--- SELECTED PASSAGE ---

Naptha Offloading Jetty Pipeline

Combined Pressure Surge and Dynamic Stress Analysis

Introduction

At BASF Antwerp a steel pipeline was under construction, this pipeline was to be used for the offloading of naphtha from ships arriving at a jetty. The pipeline is 1.6 km long with several pipe bridges. The jetty contains Emergency Release Couplers (ERC), being used to prevent the spoil of naphtha if the ship moves too far from the jetty. A surge analysis was performed to assess the capability of the pipeline for different transient upset scenarios. Subsequently a dynamic stress and flexibility study was performed based on the calculated pressure surges.

Analysis

A transient one-dimensional fluid model of the entire pipeline from the loading arm up to the storage tank was created in the software package BOSfluids. BOSfluids was used to simulate various upset scenarios including rapid valve closure of the ERC, emergency pump tripping of the ship’s onboard pump, and valve closure to prevent overflow of the naphtha storage tank.

The transient unbalanced forces that were a result of the pressure surges were extracted from the BOSfluids simulations. These forces were applied to a piping model in the dynamic time-history solver of CAESAR II. For the dynamic analysis a detailed stress model was created, which included the steel bridge structures so that their stiffness was not over estimated. The dynamic stresses, displacements and support reactions caused by the various transient upset conditions were calculated and assessed.

BOSfluids Model of the pipeline and structural steel.

--- THE EXERCISE ---
Quote everything in the jetty pipeline text from "At BASF Antwerp" down to "calculated pressure surges.", word for word.

--- DATA SECTION ---
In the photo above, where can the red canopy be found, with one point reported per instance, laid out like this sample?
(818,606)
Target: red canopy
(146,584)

--- OUTPUT OF THE EXERCISE ---
At BASF Antwerp a steel pipeline was under construction, this pipeline was to be used for the offloading of naphtha from ships arriving at a jetty. The pipeline is 1.6 km long with several pipe bridges. The jetty contains Emergency Release Couplers (ERC), being used to prevent the spoil of naphtha if the ship moves too far from the jetty. A surge analysis was performed to assess the capability of the pipeline for different transient upset scenarios. Subsequently a dynamic stress and flexibility study was performed based on the calculated pressure surges.